* _The task_: Please return every line of the records that contains the word "before".

* _Stored data_:
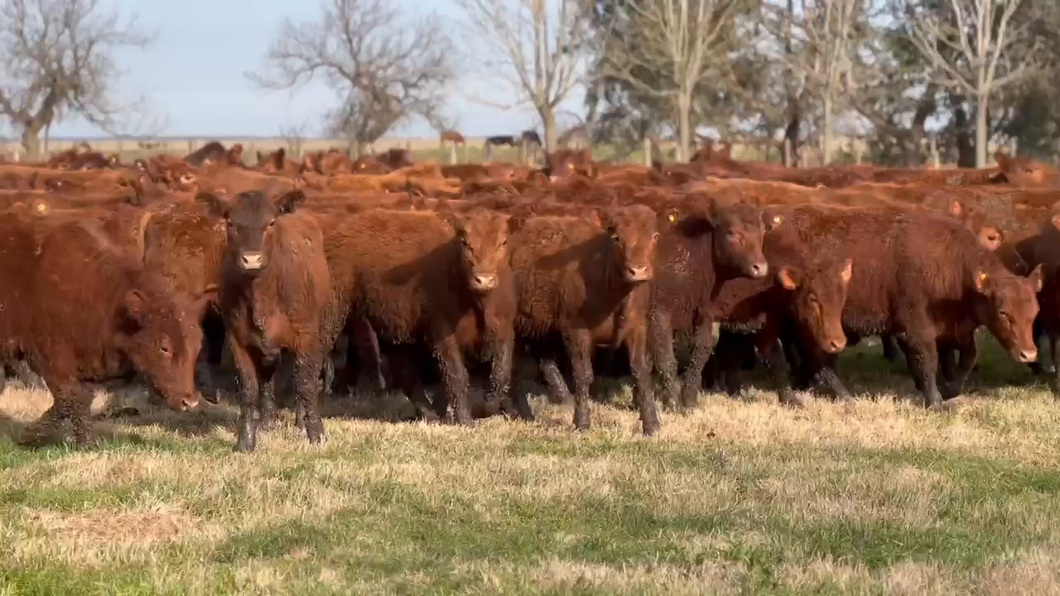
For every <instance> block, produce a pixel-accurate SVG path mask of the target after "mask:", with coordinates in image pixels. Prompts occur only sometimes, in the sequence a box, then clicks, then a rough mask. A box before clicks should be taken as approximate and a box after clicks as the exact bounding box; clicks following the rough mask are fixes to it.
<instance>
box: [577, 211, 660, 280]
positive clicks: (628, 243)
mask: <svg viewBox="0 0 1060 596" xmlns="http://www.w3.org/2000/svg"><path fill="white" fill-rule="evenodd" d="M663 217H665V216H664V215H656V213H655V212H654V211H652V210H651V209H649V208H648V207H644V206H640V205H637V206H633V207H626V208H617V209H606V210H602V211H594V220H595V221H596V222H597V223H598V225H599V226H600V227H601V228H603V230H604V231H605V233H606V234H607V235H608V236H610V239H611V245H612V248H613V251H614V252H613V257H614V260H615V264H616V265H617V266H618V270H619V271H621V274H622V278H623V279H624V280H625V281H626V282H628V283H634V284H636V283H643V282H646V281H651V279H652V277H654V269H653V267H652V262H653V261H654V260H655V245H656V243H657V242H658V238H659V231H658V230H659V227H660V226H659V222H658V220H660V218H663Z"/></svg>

---

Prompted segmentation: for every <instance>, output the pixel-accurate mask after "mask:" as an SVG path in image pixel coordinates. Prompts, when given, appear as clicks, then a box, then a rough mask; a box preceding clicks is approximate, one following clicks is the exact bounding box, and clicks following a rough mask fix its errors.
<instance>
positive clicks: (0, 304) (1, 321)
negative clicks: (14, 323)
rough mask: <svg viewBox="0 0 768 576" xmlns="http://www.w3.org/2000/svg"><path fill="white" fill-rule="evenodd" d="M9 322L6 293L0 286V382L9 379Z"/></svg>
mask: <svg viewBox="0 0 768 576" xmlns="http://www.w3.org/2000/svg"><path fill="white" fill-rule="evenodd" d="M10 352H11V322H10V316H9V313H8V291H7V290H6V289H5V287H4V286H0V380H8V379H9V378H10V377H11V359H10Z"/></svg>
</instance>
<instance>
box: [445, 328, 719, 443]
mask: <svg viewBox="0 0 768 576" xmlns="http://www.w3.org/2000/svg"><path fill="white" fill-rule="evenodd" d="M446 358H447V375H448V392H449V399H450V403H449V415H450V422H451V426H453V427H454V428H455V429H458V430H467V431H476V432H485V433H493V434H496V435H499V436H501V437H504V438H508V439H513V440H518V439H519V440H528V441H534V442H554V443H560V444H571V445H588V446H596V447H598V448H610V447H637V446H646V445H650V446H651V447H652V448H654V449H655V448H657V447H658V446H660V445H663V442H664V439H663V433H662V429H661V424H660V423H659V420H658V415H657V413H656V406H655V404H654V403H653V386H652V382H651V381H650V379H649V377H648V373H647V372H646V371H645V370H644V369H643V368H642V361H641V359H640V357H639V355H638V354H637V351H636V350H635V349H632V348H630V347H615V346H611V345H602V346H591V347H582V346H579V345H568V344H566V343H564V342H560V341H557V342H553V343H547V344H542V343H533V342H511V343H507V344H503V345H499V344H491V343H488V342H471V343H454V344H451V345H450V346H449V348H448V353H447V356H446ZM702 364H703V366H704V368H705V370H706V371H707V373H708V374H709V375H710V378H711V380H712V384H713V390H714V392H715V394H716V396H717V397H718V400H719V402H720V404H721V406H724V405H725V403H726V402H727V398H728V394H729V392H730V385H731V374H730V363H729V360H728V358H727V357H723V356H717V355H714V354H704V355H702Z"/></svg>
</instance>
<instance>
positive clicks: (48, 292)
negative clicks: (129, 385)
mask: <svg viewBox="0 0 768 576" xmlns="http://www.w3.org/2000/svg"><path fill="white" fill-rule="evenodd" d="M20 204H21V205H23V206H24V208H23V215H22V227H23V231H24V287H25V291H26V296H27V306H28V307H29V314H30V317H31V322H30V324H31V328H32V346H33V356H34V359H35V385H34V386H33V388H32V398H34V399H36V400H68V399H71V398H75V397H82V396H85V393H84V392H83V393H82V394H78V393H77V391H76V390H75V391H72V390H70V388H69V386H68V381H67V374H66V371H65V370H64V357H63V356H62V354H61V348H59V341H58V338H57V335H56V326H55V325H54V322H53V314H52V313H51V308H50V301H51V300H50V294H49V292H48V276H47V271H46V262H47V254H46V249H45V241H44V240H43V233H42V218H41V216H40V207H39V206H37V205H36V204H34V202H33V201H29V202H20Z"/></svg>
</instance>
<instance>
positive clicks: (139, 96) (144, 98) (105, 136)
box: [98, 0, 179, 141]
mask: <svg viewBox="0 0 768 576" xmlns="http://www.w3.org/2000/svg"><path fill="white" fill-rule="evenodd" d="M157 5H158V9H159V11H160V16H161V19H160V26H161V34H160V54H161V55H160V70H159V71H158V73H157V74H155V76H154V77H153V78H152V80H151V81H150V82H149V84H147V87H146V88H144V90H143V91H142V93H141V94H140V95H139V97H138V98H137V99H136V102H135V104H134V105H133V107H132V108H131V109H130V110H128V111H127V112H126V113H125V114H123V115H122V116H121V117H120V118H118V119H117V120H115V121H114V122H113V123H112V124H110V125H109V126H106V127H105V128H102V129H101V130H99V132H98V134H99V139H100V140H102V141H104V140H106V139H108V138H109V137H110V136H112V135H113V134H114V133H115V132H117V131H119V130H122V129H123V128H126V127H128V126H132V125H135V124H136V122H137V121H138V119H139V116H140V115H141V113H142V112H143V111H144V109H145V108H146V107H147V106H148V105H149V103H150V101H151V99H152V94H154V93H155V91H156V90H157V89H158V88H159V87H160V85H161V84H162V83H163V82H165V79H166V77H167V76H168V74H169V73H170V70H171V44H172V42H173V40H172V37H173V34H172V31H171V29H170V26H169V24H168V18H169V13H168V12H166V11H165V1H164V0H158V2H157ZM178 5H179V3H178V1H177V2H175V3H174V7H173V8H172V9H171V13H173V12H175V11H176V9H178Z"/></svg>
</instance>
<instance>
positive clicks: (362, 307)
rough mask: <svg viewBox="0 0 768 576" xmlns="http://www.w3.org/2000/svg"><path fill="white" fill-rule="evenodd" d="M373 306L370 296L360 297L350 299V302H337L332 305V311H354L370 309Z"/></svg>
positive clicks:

---

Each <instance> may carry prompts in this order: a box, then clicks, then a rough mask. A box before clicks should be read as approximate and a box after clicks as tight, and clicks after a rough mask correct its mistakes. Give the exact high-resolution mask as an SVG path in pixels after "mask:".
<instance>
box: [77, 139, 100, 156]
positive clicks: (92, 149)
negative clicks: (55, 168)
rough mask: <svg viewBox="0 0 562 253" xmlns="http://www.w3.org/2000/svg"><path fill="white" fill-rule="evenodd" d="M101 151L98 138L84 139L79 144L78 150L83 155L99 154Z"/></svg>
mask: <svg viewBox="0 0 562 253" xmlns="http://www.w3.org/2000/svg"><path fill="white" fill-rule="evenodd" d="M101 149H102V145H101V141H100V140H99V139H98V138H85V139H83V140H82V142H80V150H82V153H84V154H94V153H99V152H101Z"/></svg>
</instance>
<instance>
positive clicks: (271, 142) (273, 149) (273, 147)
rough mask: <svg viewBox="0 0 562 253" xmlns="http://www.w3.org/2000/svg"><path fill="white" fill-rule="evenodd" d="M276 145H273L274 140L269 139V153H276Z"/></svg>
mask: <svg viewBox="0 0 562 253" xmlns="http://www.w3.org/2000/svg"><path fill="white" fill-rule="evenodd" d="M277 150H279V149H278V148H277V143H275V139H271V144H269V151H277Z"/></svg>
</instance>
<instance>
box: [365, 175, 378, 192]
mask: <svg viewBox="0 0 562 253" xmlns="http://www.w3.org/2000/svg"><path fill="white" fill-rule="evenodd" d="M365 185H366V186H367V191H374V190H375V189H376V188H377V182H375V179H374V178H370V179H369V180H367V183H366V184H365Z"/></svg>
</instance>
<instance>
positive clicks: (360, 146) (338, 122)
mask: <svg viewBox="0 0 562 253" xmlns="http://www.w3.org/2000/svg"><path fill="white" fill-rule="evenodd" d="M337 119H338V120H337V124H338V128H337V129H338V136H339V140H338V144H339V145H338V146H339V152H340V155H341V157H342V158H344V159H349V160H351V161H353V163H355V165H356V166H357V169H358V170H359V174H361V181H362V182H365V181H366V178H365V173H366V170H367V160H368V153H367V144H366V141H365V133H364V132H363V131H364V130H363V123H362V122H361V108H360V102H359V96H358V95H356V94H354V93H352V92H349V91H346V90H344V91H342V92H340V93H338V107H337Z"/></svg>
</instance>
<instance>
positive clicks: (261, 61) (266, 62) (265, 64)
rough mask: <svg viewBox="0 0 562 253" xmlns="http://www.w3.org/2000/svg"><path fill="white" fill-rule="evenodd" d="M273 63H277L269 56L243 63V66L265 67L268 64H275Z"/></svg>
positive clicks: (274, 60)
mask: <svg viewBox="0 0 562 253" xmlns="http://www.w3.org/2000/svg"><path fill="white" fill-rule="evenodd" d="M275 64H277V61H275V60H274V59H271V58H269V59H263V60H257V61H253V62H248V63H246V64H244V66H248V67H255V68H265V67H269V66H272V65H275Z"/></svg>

* _Response area_:
For every <instance> block, produce a pixel-accurate SVG path mask of the target after "mask:", with coordinates in image pixels. Prompts occur only sometimes, in the sequence a box, then clicks, then a rough mask. A box before clicks should be taken as approximate and a box after clicks as the exact bounding box; clicks following the rough mask are fixes to it.
Each <instance> may carry prompts in this order: a box, then clicks, then a rough mask. A box before clicks should be read as approximate and a box after clicks as tight, and clicks after a rough mask correct its mistakes. Give the exact high-resolution mask as an SVG path in pixels after "mask:".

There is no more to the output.